**Material for the task**
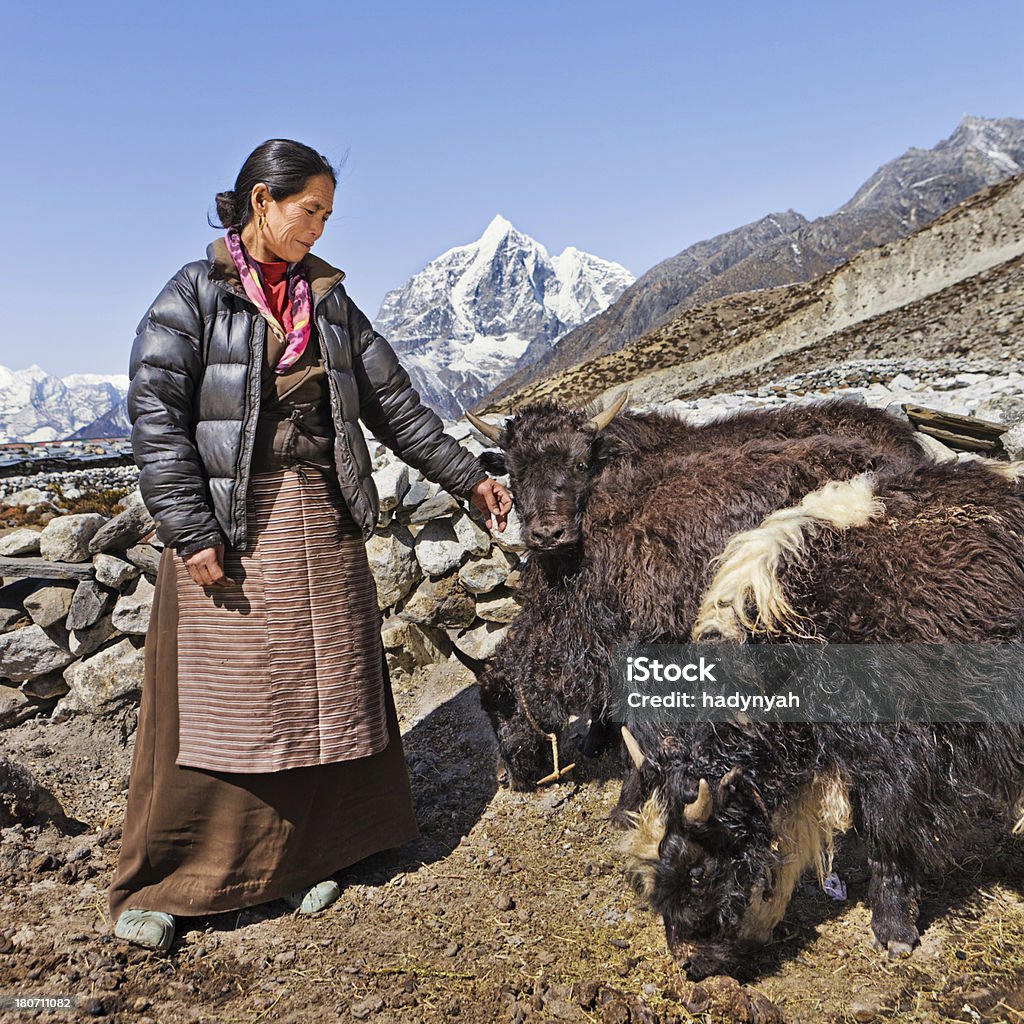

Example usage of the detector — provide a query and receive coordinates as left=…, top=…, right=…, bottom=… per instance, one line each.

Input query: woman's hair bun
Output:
left=216, top=191, right=241, bottom=227
left=207, top=138, right=338, bottom=229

**Problem details**
Reproduce the records above verbatim, line for line, omitting the picture.

**Reply**
Example usage of the detector — provide a query and receive coordinates as left=…, top=…, right=…, bottom=… per instance, one line each.

Input query: woman's hair bun
Output:
left=216, top=191, right=241, bottom=227
left=207, top=138, right=338, bottom=229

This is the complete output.